_EXCERPTED PASSAGE_

The starting point of our investigation is the observation due
to F.A. Smirnov \cite{Smpr92,Sm93} that the integral
representation \cite{CF87,SV91,DJMM90} for the solutions
to the Knizhik-Zamolod\-chi\-kov equation restricted to
the level zero and associated with affine
$\widehat{\frak{sl}}_2$ algebra can be rewritten as the determinant
of the matrix  having  second kind
hyperelliptic integrals as its elements.

_GIVEN REQUEST_
Answer from the passage on the integral representation:
1. Whose observation is the starting point of the investigation?
2. To what level are the solutions restricted?
3. What does the matrix have as its elements?

_EXTRACTED ENTRIES_
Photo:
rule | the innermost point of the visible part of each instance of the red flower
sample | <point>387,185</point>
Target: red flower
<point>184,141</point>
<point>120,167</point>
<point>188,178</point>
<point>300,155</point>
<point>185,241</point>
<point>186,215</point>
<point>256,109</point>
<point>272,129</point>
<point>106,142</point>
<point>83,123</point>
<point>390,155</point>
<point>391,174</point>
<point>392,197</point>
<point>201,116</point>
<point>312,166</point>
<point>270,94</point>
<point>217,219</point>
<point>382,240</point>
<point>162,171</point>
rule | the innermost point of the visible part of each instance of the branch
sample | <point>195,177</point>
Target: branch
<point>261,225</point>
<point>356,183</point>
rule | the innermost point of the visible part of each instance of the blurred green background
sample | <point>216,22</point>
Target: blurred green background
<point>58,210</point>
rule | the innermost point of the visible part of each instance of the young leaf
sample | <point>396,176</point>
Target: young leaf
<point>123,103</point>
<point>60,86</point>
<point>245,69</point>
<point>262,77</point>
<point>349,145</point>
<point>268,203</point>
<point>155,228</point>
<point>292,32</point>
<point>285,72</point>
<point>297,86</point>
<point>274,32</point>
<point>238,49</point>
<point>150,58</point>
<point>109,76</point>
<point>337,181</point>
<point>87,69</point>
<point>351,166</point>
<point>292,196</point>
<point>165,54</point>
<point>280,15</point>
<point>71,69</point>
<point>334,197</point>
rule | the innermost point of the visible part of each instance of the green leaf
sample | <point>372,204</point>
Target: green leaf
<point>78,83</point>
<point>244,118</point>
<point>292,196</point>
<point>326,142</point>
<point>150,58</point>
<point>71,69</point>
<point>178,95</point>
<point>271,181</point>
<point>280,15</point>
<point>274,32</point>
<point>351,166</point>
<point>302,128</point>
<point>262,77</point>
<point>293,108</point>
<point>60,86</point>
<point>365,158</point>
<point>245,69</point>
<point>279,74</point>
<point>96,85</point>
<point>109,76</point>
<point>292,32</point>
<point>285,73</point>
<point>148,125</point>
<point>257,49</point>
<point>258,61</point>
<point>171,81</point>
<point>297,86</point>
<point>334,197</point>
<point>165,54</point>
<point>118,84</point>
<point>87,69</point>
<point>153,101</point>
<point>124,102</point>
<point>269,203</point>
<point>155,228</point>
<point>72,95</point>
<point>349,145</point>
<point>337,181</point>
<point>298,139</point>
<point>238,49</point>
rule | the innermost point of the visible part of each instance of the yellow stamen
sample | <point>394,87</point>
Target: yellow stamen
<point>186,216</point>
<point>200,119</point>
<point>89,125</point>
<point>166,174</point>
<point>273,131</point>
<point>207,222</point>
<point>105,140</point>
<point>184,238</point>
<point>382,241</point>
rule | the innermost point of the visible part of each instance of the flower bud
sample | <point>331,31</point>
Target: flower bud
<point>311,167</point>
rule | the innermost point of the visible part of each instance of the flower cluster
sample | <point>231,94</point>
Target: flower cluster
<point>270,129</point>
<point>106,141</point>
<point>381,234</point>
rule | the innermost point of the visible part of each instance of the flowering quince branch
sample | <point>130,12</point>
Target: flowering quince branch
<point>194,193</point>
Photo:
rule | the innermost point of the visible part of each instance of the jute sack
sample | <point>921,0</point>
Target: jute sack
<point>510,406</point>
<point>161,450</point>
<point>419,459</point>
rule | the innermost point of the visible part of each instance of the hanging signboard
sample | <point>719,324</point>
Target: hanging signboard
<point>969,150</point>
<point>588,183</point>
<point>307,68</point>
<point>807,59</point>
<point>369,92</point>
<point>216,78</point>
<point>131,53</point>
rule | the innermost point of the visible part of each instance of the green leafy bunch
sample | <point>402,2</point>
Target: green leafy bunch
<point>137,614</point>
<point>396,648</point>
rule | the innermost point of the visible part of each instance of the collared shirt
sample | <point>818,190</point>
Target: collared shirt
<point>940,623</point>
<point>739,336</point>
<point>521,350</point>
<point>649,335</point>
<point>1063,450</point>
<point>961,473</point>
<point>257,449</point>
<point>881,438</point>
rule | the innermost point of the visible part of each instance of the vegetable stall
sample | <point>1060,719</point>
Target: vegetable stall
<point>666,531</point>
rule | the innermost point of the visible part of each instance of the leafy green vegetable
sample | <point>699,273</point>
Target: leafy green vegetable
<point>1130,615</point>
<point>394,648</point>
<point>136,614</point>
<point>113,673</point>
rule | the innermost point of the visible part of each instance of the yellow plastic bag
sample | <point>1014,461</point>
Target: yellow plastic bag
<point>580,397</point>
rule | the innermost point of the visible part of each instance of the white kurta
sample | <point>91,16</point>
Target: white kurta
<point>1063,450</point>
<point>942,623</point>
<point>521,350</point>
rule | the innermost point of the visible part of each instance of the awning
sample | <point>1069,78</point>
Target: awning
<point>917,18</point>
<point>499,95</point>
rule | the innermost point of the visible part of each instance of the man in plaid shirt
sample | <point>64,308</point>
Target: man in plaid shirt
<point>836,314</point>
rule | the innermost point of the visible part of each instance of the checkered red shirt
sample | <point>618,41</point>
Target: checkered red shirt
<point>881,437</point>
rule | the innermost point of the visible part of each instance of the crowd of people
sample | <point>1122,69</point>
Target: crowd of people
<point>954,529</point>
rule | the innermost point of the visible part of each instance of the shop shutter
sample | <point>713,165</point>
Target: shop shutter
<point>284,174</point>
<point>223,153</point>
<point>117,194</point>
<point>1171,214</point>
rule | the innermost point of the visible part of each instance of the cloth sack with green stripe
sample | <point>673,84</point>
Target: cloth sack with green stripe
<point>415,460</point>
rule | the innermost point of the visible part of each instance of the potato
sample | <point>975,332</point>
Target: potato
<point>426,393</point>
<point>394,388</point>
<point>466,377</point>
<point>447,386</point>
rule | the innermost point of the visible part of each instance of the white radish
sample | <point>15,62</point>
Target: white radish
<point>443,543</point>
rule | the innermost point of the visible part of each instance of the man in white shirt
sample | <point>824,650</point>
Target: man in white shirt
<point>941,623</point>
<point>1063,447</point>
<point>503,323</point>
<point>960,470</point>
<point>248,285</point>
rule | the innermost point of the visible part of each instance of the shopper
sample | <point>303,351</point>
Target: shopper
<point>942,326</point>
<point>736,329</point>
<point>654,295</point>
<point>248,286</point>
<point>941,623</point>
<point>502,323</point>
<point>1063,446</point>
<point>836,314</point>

_CORRECT OUTPUT_
1. F.A. Smirnov's
2. The level zero
3. Second kind hyperelliptic integrals